DATA TO PROCESS:

┏━━

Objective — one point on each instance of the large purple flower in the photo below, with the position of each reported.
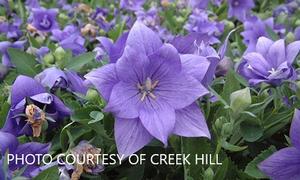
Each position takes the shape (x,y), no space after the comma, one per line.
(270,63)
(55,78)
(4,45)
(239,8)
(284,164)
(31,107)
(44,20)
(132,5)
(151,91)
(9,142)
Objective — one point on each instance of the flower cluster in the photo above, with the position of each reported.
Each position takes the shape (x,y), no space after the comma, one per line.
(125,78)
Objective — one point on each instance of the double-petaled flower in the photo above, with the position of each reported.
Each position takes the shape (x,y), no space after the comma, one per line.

┗━━
┏━━

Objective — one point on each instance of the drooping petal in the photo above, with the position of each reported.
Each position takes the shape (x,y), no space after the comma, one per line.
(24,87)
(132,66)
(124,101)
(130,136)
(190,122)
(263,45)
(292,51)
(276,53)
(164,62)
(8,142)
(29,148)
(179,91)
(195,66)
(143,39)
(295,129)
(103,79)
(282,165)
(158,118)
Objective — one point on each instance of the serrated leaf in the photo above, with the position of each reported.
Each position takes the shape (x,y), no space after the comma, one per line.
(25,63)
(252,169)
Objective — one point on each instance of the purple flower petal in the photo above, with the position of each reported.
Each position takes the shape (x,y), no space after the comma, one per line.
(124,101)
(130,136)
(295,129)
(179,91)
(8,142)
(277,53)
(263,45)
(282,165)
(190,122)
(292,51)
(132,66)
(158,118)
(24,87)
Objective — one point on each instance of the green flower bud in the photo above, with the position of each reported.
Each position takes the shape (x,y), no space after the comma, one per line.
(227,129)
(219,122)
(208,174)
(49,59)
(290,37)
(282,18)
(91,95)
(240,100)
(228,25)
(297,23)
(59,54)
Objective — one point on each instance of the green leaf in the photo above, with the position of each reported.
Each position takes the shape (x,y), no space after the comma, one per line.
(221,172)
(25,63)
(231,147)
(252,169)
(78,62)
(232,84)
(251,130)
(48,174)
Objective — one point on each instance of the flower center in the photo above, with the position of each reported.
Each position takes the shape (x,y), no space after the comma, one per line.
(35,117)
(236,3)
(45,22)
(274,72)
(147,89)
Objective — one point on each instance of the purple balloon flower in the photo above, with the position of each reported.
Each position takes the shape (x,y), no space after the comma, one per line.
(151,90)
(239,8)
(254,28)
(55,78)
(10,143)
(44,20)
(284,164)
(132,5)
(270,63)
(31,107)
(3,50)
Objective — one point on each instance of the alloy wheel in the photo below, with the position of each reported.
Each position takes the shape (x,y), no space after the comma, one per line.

┗━━

REQUEST: Report each line of the records above that contains the word "green", copying every such line in full. Case counts.

ANSWER FOR THIS EXERCISE:
Objective — one point on each instance of the green flower bud in the photo above, with the position of each reported.
Objective — one point on each instance of the green leaf in the photo above, with the position of each reported.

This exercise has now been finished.